Ihre Anweisungen
Zählen Sie die Zeilen der Daten, in denen die Zeichenfolge „thumb“ vorkommt, und beachten Sie dabei die Groß- und Kleinschreibung. Geben Sie ausschließlich die Anzahl an.

Dateneinträge
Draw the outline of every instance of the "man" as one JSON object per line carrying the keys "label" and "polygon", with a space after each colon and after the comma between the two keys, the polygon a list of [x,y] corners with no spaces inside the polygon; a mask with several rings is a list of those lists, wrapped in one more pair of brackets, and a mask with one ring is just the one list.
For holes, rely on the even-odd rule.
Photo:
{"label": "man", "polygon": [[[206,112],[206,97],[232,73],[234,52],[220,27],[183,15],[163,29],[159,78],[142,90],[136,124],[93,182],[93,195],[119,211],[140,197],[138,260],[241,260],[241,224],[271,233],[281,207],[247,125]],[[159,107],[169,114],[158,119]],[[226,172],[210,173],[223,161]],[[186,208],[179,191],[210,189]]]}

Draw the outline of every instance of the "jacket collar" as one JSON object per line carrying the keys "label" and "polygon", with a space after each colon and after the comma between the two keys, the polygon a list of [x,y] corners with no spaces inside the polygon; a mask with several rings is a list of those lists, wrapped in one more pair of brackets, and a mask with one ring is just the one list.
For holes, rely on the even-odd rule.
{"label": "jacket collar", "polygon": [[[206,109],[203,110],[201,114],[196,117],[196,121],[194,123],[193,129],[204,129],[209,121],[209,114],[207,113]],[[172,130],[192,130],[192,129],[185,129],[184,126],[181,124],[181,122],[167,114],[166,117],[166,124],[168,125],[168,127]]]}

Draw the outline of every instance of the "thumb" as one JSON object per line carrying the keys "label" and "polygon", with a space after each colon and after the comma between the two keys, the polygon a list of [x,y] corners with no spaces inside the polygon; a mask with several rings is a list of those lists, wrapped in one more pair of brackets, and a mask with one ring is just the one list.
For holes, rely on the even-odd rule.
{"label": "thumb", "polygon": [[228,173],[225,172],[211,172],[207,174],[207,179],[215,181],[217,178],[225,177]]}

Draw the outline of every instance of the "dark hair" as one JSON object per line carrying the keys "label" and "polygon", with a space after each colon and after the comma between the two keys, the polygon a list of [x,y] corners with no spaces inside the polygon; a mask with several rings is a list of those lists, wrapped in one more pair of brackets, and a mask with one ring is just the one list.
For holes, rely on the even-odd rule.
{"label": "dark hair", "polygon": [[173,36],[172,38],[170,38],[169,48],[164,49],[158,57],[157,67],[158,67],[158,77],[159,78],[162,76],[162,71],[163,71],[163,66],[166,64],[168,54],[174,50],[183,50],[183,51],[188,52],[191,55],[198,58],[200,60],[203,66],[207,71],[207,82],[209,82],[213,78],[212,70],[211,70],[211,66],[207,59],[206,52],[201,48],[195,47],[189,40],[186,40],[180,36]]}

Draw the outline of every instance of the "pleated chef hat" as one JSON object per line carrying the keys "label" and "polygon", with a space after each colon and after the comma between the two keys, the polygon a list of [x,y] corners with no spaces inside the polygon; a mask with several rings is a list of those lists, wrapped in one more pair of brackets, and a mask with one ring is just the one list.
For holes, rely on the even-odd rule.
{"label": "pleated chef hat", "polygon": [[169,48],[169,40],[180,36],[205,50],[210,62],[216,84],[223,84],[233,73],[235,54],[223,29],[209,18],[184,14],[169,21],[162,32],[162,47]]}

Ausgearbeitete Lösung
2